---------- KUTIPAN

![]() |
Anggota
Komisi IX DPR Netty Prasetiyani Heryawan.
JAKARTA, METRO--Anggota Komisi IX DPR
Netty Prasetiyani Heryawan meminta pembahasan Rancangan Undang-Undang (RUU)
Omnibus Law Cipta Kerja dihentikan. Ia menilai RUU ini berpotensi mengekang
kebebasan pers di Indonesia yang mengandung upaya mengembalikan campur tangan
pemerintah dalam kehidupan pers.
"Hentikan pembahasan RUU Omnibus Law Cipta Kerja
karena berpotensi membungkam dan menyulitkan dunia pers di tanah
air. Kita perlu mendorong pers yang kredibel dan bertanggung jawab, namun
jangan sampai RUU ini mengembalikan pengalaman buruk di masa Orde Baru, di mana
ada campur tangan Pemerintah yang besar terhadap pers,” katanya melalui siaran
pers kepada Parlementaria baru baru ini.
Sebagaimana diketahui, pada masa Pemerintahan orde
baru, Pemerintah melakukan kontrol terhadap pemberitaan media, mulai dari
keharusan adanya Surat Izin Usaha Penerbitan Pers (SIUPP), pengendalian
Dewan Pers, pengaturan organisasi wartawan hingga pembredelan. “Langkah
ini dapat menjadi kemunduran bagi kebebasan pers Indonesia,"

--------------------
---------- ENTRI YANG DITAMPILKAN

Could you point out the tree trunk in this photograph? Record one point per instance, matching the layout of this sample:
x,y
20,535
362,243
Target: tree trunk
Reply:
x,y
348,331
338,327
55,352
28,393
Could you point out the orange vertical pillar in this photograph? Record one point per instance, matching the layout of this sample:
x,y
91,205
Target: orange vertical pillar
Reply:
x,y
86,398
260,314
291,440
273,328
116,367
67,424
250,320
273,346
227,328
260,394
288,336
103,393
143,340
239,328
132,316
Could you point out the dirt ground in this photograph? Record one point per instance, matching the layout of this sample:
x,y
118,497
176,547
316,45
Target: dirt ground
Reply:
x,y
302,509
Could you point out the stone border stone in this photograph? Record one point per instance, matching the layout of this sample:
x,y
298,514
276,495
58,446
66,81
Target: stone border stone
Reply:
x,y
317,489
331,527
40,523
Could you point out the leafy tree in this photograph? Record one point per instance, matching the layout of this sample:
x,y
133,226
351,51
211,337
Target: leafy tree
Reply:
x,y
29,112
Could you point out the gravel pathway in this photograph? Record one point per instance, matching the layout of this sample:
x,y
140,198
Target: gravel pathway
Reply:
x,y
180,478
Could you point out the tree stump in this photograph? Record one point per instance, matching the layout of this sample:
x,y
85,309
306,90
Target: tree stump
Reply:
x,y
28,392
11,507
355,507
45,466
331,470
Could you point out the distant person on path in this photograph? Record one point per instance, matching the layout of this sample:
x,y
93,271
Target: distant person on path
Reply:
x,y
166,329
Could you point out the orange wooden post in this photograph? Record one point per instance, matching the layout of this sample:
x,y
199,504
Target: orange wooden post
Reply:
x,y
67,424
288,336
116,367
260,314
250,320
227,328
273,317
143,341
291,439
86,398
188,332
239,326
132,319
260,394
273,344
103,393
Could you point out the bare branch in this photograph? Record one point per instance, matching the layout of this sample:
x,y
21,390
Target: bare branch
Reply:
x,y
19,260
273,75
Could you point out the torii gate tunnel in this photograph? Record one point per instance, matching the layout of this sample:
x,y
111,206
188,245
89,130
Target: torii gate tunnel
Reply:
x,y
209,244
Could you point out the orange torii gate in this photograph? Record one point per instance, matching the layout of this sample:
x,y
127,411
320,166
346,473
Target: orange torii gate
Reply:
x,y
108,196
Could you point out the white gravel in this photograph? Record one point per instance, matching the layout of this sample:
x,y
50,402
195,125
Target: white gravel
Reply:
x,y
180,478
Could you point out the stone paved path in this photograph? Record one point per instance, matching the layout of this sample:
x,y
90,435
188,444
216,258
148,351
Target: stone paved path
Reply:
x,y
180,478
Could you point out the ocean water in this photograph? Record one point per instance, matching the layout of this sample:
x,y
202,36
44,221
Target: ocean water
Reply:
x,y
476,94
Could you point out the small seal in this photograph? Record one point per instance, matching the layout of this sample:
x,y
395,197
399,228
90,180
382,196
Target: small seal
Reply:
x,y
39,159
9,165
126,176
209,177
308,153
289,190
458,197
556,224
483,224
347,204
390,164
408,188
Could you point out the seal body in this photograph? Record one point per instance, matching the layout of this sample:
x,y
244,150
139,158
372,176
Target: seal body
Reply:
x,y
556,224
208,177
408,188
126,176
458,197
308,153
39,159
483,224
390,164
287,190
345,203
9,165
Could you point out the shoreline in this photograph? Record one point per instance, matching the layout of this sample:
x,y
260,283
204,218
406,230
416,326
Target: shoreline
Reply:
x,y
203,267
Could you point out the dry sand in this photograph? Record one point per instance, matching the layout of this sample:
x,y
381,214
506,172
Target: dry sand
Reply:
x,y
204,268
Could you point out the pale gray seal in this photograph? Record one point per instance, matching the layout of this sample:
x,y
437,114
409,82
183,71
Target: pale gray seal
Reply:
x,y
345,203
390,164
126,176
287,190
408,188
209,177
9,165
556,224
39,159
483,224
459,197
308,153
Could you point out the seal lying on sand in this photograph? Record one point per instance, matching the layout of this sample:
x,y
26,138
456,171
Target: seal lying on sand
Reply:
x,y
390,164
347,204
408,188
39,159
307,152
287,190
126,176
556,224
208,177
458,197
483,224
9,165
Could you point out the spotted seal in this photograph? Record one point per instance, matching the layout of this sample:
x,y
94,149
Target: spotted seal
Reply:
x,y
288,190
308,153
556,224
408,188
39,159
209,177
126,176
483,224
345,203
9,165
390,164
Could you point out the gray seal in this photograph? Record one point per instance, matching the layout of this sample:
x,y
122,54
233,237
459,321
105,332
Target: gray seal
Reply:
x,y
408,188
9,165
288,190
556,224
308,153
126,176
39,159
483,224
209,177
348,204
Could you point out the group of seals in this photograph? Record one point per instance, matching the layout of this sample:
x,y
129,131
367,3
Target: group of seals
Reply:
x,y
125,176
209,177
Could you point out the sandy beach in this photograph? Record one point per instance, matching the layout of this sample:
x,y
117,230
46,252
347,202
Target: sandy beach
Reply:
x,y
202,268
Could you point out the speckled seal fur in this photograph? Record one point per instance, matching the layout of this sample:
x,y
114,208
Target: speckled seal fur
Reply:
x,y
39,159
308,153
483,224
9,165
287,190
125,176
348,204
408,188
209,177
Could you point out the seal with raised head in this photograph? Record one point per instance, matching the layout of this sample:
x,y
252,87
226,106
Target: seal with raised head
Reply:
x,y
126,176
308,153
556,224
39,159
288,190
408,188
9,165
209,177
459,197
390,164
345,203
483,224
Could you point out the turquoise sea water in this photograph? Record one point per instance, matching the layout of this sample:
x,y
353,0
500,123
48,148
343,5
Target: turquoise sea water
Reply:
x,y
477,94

--------------------

**SOAL LATIHAN:**
1. Dalam berita tentang RUU Omnibus Law Cipta Kerja, apa yang diminta Netty Prasetiyani Heryawan terkait pembahasan RUU tersebut?
2. Lanjutkan berita tentang RUU Omnibus Law Cipta Kerja itu dari bagian terakhirnya.

**HASIL:**
1. Ia meminta pembahasan RUU Omnibus Law Cipta Kerja dihentikan.

2.
tegasnya.
Dalam RUU ini, lanjut Netty, mengatur mengenai sanksi
administratif terhadap perusahaan media yang melanggar aturan terkait badan
hukum pers, pencantuman alamat dan penanggungjawab secara terbuka. Adanya
aturan tersebut seperti membuka pintu belakang yang bertentangan dengan
semangat pengelolaan mandiri (self-regulatory) media yang terbebas dari
intervensi pemerintah.
Selain itu, kata Netty, dalam Undang-Undang No 40
Tahun 1999 tentang Pers, denda untuk perusahaan pers yang melanggar ketentuan
soal kewajiban memperhatikan norma agama dan kesusilaan dalam pemberitaan,
paling banyak Rp500 juta, tetapi dalam draft RUU Cipta Kerja disebutkan
sampai Rp2 miliar.
"Pelanggaran memang perlu diberi sanksi sebagai
cara pembelajaran. Namun, untuk apa dinaikkan sampai empat kali lipat? Hal ini
akan sangat menyulitkan teman-teman pers. Bisa jadi tidak ada lagi yang berani
menjalankan perusahaan pers kalau dendanya sebanyak itu," ujar legislator
Fraksi PKS itu.
Netty berpendapat bahwa pers yang sehat, bebas dan
bertanggung jawab adalah pilar demokrasi. Pers dapat menjadi alat kontrol
sosial untuk mencegah terjadinya penyalahgunaan kekuasaan yang dilakukan oleh
pejabat publik. “Nah, fungsi ini akan berjalan dengan baik, jika pers
independen dan memiliki keleluasaan. Jika ditakut-takuti dengan denda dan
sanksi yang berat dan diawasi dengan peraturan pemerintah soal administrasi,
tentu akan mempengaruhi keleluasaan pers dalam menjalankan fungsi kontrol
sosial," tegasnya.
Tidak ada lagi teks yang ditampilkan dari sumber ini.